** Opening Data for processing block **
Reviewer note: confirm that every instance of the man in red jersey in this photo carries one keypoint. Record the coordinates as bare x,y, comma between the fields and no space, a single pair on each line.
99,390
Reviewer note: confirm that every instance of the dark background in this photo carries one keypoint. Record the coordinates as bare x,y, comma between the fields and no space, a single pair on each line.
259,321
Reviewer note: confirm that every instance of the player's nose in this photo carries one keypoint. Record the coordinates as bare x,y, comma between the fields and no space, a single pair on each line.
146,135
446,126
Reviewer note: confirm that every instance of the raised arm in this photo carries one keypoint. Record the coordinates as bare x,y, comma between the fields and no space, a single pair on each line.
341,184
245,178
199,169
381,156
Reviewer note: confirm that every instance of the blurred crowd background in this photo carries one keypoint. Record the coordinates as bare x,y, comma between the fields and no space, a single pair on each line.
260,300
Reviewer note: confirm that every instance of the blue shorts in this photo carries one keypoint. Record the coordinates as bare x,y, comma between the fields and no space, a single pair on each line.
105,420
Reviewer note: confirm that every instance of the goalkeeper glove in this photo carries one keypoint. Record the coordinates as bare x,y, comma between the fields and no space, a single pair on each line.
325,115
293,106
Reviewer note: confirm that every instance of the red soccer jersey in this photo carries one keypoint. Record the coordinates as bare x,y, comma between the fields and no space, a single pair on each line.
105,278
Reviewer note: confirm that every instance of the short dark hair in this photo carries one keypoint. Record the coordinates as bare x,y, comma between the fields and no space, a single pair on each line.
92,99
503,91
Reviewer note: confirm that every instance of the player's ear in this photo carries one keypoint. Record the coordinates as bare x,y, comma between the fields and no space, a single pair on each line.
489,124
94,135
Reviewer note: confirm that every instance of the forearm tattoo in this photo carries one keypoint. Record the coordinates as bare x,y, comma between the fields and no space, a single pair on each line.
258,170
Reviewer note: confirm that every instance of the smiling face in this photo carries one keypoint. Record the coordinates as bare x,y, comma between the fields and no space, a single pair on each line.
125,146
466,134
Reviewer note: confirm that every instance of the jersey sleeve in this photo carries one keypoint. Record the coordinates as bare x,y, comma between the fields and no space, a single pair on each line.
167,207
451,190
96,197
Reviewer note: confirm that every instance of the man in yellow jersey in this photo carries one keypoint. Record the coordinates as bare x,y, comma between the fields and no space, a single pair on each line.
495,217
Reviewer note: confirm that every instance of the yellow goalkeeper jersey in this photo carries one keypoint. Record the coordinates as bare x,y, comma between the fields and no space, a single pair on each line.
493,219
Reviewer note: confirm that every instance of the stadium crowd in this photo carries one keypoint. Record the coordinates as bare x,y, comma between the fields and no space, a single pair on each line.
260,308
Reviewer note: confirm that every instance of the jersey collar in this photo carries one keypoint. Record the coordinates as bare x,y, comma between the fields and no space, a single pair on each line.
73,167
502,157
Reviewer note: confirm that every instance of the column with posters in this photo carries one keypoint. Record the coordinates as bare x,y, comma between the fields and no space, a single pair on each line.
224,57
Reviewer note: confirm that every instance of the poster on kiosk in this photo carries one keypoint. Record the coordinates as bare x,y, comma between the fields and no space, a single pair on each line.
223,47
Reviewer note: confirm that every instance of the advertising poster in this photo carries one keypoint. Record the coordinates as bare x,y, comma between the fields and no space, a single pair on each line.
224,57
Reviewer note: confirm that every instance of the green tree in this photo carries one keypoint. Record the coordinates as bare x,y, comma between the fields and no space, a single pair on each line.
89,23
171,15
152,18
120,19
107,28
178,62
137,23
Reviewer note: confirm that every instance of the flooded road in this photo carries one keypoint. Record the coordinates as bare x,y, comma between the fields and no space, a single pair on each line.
** Closing Data for processing block **
Task description: Give back all the data exactly as written.

Exercise response:
Reviewer note: confirm that every instance of the man in red jersey in this photo carries one keypoint. Record the coordinates as bare x,y, comma between the fields and no space, a single pair on each line.
99,390
Reviewer note: confirm that every instance of the dark background in this photo carries one keypoint. Record the coordinates as bare x,y, comma between the fields and no space, a single pair on each line.
259,321
Reviewer note: confirm that every instance of the player's nose in this photo carries one keypoint. Record the coordinates as bare x,y, comma between the fields and no space, a single pair on each line.
146,135
446,126
Reviewer note: confirm that every instance of the raised arm in this photo carries one keypoint. Record the coordinates as bare x,y, comma between the fields and no space, a single pair on each line.
341,184
245,178
199,169
381,156
Reviewer note: confirm that every instance of the blurred crowd background in this photo carries one keypoint. Record the coordinates as bare x,y, comma between the fields and no space, a single pair on each line.
260,300
Reviewer note: confirm that every instance of the blue shorts in this photo carries one keypoint. Record the coordinates as bare x,y, comma between the fields and no space, a single pair on each line.
105,420
Reviewer note: confirm that every instance of the goalkeeper glove in this photo carries one keypoint. Record the coordinates as bare x,y, comma between the fields and no space, a single pair on each line.
325,115
293,106
Reviewer note: confirm that every instance of the red soccer jersey in this photo carries one keypoint. Record the coordinates as bare x,y, comma between the fields and no space, a single pair on each line.
105,278
Reviewer note: confirm that every instance of the short dark hair in this photo carries one keypoint. Record the coordinates as bare x,y, comma between the fields and no space, a single pair on each line.
92,99
503,91
Reviewer note: confirm that every instance of the player's ear in this photo carries one keypoint. Record the coordinates as bare x,y, comma between the fields and no space, a single pair on each line.
489,124
94,135
Reviewer note: confirm that every instance of the forearm tattoo in this photo carries one keypoint. Record the coordinates as bare x,y, comma between the fields and no space, a single pair on each line.
258,170
Reviewer note: confirm that every instance of the smiling face in this photo carries one keypoint. Record the coordinates as bare x,y, comma between the fields and no space, a single pair on each line.
125,146
466,134
Reviewer note: confirm that every instance of the jersey sleeve in this photo carries one keypoint. Record the coordinates as bare x,y, comma between the fields and no space, a single pair on each line.
167,207
451,190
96,197
Reviewer note: confirm that every instance of the man in yellow jersey in this photo carries one keypoint. Record the coordinates as bare x,y, comma between the fields and no space, a single pair on each line.
495,217
Reviewer note: confirm that every instance of the yellow goalkeeper jersey in this photo carries one keypoint. Record the coordinates as bare x,y, comma between the fields and no space, a single pair on each line.
493,219
Reviewer note: confirm that every instance of the stadium crowd in this photo carries one keypoint. Record the coordinates as bare x,y, comma between the fields and no space, a single pair on each line.
260,308
Reviewer note: confirm that every instance of the jersey collar in this photo carries one keypoint. Record the coordinates as bare x,y, comma between the fields and no space, a single pair on each line.
73,167
502,157
Reviewer note: confirm that every instance of the column with posters in this photo carries one keypoint. Record the coordinates as bare x,y, comma between the fields and no space, a single pair on each line.
224,57
Reviewer note: confirm that every instance of the poster on kiosk in this photo carries one keypoint. Record the coordinates as bare x,y, comma between the fields and no space, a single pair on each line.
223,47
Reviewer note: confirm that every instance of the advertising poster in this photo carries one keypoint. Record the coordinates as bare x,y, comma between the fields and no space, a single pair on each line.
224,57
Reviewer note: confirm that every instance of the green tree in this photo carries one keypoint. Record the coordinates as bare x,y, comma between the fields and no space, a single pair on each line.
89,23
171,15
152,18
120,19
107,28
178,62
137,23
Reviewer note: confirm that every instance of the flooded road in this photo carries one keypoint. Record the coordinates as bare x,y, comma between the fields and no space, a single pair on each line.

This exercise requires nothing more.